** Exercise instructions **
Report how many lines of the records below contain the string "white". Case counts, and your reply should be only the number.

** Dataset extract **
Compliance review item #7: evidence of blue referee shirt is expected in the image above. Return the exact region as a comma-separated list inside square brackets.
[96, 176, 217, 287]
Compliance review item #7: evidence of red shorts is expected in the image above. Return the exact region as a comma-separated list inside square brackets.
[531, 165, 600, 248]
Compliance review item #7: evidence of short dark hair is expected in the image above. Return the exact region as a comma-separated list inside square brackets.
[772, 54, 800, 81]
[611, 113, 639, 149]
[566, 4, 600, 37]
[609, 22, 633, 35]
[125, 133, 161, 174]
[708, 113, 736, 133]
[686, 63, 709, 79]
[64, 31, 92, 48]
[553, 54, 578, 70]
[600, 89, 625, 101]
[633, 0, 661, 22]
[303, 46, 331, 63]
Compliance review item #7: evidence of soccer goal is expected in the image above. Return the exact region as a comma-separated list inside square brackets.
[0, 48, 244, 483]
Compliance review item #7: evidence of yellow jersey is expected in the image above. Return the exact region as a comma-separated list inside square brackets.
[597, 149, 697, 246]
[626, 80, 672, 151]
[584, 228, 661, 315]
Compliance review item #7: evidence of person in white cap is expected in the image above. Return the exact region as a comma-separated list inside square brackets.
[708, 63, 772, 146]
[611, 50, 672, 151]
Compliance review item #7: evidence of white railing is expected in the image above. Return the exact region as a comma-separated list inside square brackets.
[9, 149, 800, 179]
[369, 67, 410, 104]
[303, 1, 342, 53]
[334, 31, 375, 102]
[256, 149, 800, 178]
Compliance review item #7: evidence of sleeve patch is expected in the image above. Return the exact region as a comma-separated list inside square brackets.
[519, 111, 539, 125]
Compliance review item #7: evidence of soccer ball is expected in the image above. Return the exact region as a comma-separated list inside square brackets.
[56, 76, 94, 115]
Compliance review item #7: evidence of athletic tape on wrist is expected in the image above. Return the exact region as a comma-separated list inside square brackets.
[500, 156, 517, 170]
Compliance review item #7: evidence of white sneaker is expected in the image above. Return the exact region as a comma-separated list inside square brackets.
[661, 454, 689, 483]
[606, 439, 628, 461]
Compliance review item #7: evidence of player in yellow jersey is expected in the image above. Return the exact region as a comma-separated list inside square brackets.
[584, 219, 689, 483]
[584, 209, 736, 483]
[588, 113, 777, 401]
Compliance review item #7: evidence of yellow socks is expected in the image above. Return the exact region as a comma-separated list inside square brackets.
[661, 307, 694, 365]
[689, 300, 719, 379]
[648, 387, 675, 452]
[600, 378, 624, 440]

** Exercise answer **
3